Source material ::
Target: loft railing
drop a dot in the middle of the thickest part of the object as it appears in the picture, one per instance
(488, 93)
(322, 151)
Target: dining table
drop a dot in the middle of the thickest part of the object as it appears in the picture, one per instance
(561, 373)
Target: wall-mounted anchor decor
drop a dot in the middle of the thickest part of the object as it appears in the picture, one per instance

...

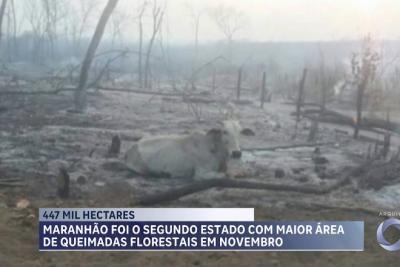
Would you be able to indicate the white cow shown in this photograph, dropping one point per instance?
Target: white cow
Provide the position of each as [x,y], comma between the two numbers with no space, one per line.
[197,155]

--

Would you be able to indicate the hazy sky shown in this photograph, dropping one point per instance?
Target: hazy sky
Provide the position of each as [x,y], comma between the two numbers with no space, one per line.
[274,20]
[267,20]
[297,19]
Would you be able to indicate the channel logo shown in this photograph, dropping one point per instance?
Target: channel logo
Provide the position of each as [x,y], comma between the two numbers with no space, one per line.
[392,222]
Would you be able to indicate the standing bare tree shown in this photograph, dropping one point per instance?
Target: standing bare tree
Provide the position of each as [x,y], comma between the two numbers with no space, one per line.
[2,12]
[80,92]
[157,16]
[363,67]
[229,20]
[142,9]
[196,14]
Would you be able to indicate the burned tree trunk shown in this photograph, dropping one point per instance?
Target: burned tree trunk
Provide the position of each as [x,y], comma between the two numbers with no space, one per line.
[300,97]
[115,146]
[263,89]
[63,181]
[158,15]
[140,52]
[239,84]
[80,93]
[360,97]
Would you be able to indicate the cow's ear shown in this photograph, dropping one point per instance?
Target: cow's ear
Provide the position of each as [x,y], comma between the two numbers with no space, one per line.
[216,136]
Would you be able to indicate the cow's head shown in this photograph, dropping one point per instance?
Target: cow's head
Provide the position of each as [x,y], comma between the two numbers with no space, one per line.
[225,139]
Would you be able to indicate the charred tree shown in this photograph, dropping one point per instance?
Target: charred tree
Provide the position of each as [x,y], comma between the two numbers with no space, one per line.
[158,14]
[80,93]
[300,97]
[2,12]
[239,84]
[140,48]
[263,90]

Work instructions :: All lines in the listing above from the line containing "Target: hazy sky" to the line containing "Target: standing bare tree", inclusive, should be retyped exactly; no other lines should appear.

Answer ::
Target: hazy sky
Provide the position of each as [x,y], comma between the two numbers with no space, one per line.
[274,20]
[267,20]
[297,19]
Would you be able to indicate the channel logo shown in this photograph, dropping one point per instance?
Target: channel logo
Provide the position of each as [x,y], comma between the two numbers with no space, one per line.
[392,222]
Would you be able to indicate the standing bare tree shown in this photograph, dropping one point per instance?
Target: standing bare tree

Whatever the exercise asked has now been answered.